Written instruction ->
Format every row below as a Markdown table with the columns Number and Row text, skipping any blank lines.

---------------

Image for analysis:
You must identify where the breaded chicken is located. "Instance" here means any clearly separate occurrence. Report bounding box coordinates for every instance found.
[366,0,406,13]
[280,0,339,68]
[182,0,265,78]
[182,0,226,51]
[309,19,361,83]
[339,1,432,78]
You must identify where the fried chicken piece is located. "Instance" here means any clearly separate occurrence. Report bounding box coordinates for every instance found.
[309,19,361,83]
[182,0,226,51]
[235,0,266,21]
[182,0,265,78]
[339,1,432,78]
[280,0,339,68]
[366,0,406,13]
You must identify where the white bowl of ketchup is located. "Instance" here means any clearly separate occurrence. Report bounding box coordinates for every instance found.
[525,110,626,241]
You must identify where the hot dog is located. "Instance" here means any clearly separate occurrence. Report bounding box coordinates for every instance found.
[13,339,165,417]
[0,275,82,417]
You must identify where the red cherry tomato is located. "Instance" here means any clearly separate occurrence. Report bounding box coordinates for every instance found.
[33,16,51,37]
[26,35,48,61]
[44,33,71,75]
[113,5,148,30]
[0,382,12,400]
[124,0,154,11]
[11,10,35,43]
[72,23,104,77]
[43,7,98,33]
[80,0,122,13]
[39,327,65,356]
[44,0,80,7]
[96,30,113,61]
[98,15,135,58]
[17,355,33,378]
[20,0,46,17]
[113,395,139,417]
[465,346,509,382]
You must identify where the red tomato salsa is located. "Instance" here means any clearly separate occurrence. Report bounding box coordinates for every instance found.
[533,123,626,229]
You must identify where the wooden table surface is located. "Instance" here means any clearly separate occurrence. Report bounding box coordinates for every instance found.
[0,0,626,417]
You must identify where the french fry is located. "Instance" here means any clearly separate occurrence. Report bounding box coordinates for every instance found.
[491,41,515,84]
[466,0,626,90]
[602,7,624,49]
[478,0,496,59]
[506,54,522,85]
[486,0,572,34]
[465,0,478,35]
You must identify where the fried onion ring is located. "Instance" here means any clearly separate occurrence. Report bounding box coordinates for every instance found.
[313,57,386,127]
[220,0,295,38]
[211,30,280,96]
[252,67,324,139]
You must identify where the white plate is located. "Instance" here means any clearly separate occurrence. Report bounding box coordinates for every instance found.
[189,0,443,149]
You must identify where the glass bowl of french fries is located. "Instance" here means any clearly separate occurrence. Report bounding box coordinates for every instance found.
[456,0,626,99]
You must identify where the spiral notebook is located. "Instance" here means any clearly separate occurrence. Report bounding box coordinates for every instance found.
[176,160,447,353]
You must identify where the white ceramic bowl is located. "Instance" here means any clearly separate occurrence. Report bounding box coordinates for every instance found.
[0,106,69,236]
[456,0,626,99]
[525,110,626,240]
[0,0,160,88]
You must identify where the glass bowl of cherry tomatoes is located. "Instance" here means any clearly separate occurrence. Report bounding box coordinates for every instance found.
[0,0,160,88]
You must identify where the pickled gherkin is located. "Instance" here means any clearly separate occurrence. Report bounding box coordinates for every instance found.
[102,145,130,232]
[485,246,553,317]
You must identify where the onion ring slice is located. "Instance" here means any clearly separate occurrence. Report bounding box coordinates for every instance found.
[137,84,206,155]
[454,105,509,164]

---------------

Task answer ->
| Number | Row text |
|---|---|
| 1 | Image for analysis: |
| 2 | You must identify where the breaded chicken is located. "Instance" here means any clearly separate occurrence. Report bounding box coordinates for every instance found. |
| 3 | [366,0,406,13] |
| 4 | [280,0,339,68] |
| 5 | [182,0,265,78] |
| 6 | [182,0,226,51] |
| 7 | [309,19,361,83] |
| 8 | [339,1,432,78] |
| 9 | You must identify where the fried chicken piece is located. "Instance" here means any clearly separate occurrence. Report bounding box coordinates for every instance found. |
| 10 | [309,19,361,83] |
| 11 | [182,0,226,51] |
| 12 | [235,0,266,21] |
| 13 | [182,0,265,78] |
| 14 | [339,1,432,78] |
| 15 | [280,0,339,68] |
| 16 | [366,0,406,13] |
| 17 | You must identify where the white bowl of ketchup is located. "Instance" here means any clearly separate occurrence. Report bounding box coordinates for every instance found. |
| 18 | [525,110,626,241] |
| 19 | You must identify where the hot dog is located. "Instance" here means any clearly separate occurrence. Report bounding box coordinates for every instance found. |
| 20 | [13,339,165,417] |
| 21 | [0,275,82,417] |
| 22 | You must identify where the red cherry tomato is located. "Instance" here means any clearly separate occurrence. Report bounding box coordinates for every instance found. |
| 23 | [33,16,51,37] |
| 24 | [26,35,48,61] |
| 25 | [44,33,71,75] |
| 26 | [113,5,148,30] |
| 27 | [0,382,12,400] |
| 28 | [124,0,154,11] |
| 29 | [11,10,35,43] |
| 30 | [72,23,104,77] |
| 31 | [43,7,98,33] |
| 32 | [80,0,122,13] |
| 33 | [39,327,65,356] |
| 34 | [44,0,80,7] |
| 35 | [96,30,113,61] |
| 36 | [98,15,135,58] |
| 37 | [17,355,33,378] |
| 38 | [20,0,46,17] |
| 39 | [113,395,139,417] |
| 40 | [465,346,509,382] |
| 41 | You must identify where the red tomato salsa is located. "Instance" here means any clearly separate occurrence. Report bounding box coordinates for every instance found. |
| 42 | [533,123,626,229] |
| 43 | You must identify where the wooden table surface is located. "Instance" here means any clearly separate occurrence. Report bounding box coordinates for every instance found. |
| 44 | [0,0,626,417] |
| 45 | You must identify where the french fry is located. "Instance" here means any clearly separate occurrence. Report bounding box coordinates for every instance found. |
| 46 | [491,41,515,84] |
| 47 | [466,0,626,90] |
| 48 | [602,7,624,49] |
| 49 | [478,0,496,59] |
| 50 | [506,54,522,85] |
| 51 | [486,0,572,34] |
| 52 | [465,0,478,35] |
| 53 | You must identify where the fried onion ring is located. "Instance" here means any clearly separate occurrence. Report bounding box coordinates for every instance found. |
| 54 | [313,57,386,127] |
| 55 | [220,0,295,38] |
| 56 | [211,30,280,96] |
| 57 | [252,67,324,139] |
| 58 | You must identify where the white plate is located. "Instance" here means any clearly separate occurrence. Report bounding box coordinates for every instance found. |
| 59 | [189,0,443,149] |
| 60 | You must identify where the glass bowl of french fries is located. "Instance" here means any clearly separate occurrence. Report bounding box coordinates for every instance found. |
| 61 | [456,0,626,99] |
| 62 | You must identify where the spiral notebook is located. "Instance" here means any clearly separate occurrence. Report bounding box coordinates for every instance found. |
| 63 | [176,160,447,353] |
| 64 | You must identify where the white ceramic bowl is located. "Instance" here means any clearly separate occurrence. Report bounding box coordinates for every instance found. |
| 65 | [0,106,69,236] |
| 66 | [456,0,626,99] |
| 67 | [525,110,626,240] |
| 68 | [0,0,160,88] |
| 69 | You must identify where the glass bowl of cherry tomatoes is located. "Instance" here means any clearly separate occurrence. Report bounding box coordinates for every instance found. |
| 70 | [0,0,160,88] |
| 71 | You must identify where the pickled gherkin is located. "Instance" here means any clearly separate occurrence. Report bounding box coordinates for every instance found. |
| 72 | [102,145,130,232] |
| 73 | [485,246,553,317] |
| 74 | You must identify where the onion ring slice is located. "Instance" here means any clearly separate occurrence. Report bounding box coordinates for every instance found. |
| 75 | [137,84,206,155] |
| 76 | [454,105,509,164] |